[Dataset rows]

○ ○ ○

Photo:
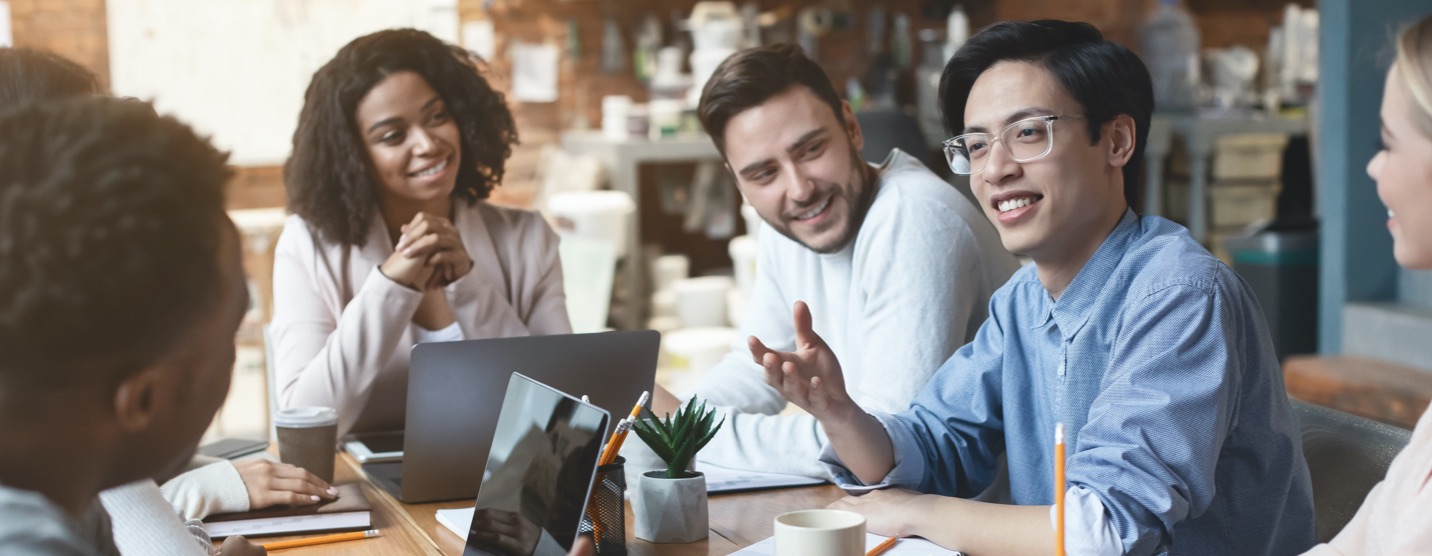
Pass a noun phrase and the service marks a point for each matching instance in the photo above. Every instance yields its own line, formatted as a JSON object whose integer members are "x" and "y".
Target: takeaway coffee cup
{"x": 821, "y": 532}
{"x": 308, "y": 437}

○ ○ ○

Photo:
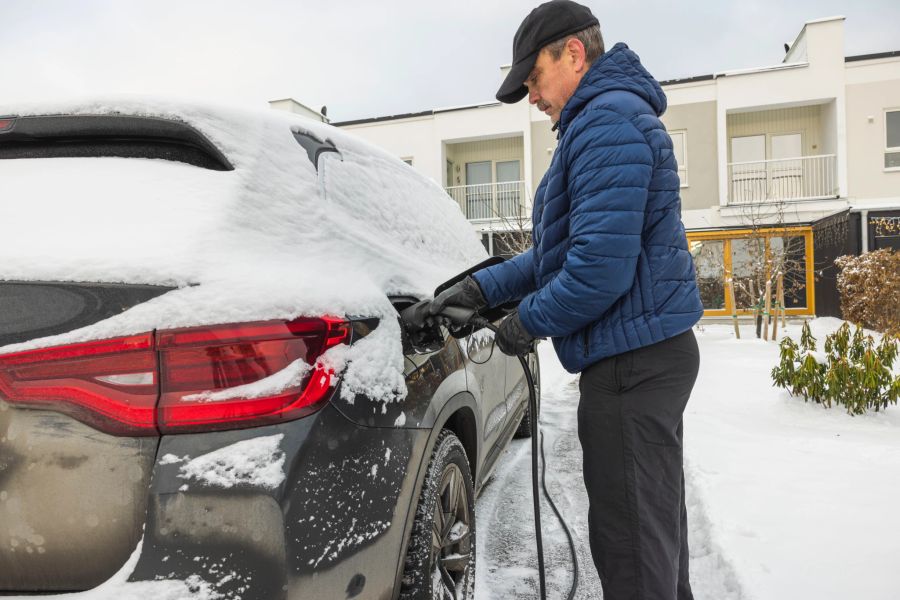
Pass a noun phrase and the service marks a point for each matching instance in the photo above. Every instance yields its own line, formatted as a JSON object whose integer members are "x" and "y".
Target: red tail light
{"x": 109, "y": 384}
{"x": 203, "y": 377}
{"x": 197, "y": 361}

○ ○ ○

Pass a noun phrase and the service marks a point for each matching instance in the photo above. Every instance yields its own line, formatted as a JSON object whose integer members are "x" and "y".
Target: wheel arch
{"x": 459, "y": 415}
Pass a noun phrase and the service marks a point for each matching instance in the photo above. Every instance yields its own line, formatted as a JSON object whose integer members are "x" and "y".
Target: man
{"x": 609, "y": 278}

○ ○ ○

WHAT TO WORK ON
Which lines in the records above contain the string "Target"? Extract each of them.

EXERCISE ANSWER
Target: takeaway coffee cup
Target: red tail light
Target: wheel arch
Target: man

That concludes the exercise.